What follows is a listing. Return every line of it exactly.
++++
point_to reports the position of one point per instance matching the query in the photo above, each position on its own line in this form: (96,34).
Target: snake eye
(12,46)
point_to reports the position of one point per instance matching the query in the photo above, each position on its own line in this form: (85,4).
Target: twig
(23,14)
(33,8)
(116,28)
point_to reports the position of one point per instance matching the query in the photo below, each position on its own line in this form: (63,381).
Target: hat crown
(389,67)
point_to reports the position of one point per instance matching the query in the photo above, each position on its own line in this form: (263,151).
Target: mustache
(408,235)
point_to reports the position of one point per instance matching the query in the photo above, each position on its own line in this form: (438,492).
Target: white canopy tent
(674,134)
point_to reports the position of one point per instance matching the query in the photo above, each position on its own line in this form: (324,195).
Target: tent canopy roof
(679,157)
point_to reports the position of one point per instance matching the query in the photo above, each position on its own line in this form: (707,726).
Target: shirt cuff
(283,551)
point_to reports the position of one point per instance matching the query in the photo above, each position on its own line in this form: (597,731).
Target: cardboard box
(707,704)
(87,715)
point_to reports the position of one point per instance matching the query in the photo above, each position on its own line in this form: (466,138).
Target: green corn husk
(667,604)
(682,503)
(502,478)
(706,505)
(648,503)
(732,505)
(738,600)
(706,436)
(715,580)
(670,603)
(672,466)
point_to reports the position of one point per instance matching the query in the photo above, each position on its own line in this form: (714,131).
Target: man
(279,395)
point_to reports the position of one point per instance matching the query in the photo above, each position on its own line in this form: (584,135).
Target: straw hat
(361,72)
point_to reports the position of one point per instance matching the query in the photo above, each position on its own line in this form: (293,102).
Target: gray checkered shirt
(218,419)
++++
* _Task solution_
point_to reports the position of one point per instance matching the query in the photo above, each position on its own line in this form: (96,34).
Target: snake eye
(12,46)
point_to reports the position of one point per instance matching the query in the photo above, each position on its own line in this form: (85,4).
Target: twig
(23,14)
(33,8)
(116,28)
point_to reports the position of one point per instance matching the query in the photo below, each position on its own line in this form: (63,381).
Target: hat crown
(389,67)
point_to reports the position of one point per instance matching the query in the photo above, each position on its own line in this form: (263,151).
Target: mustache
(408,235)
point_to reports the position of one point per instance matching the query in the photo above, each position on its own line in this form: (438,492).
Target: white canopy tent
(674,134)
point_to reports the position of one point per instance matching the query in the photo above, each position on its own line in this form: (324,195).
Target: tent canopy roof
(679,157)
point_to reports the position of one point per instance matching the query in the photo above, each position on its own line in this form: (707,726).
Target: shirt cuff
(283,551)
point_to reports the position of one point per instance matching the query in the photo above, each position on its own line in this form: (597,731).
Target: cardboard box
(707,704)
(87,715)
point_to reports the position of one point per instance matching the query in the photo above, each position on its own line in this form: (466,138).
Target: green corn husk
(667,604)
(682,503)
(502,478)
(706,505)
(648,503)
(732,505)
(738,600)
(706,436)
(715,580)
(670,603)
(672,466)
point_to reports the position of one point per instance matching the query in the photo above, each position on its own line in this form: (714,131).
Target: man
(279,395)
point_to reports the position of one point per instance matching the query in the photo above, each position on its own line in this form: (584,135).
Target: straw hat
(361,72)
point_to reports the position of one point per instance matching the query in the photo above, each position on its own line in this form: (293,102).
Target: gray checkered shirt
(218,419)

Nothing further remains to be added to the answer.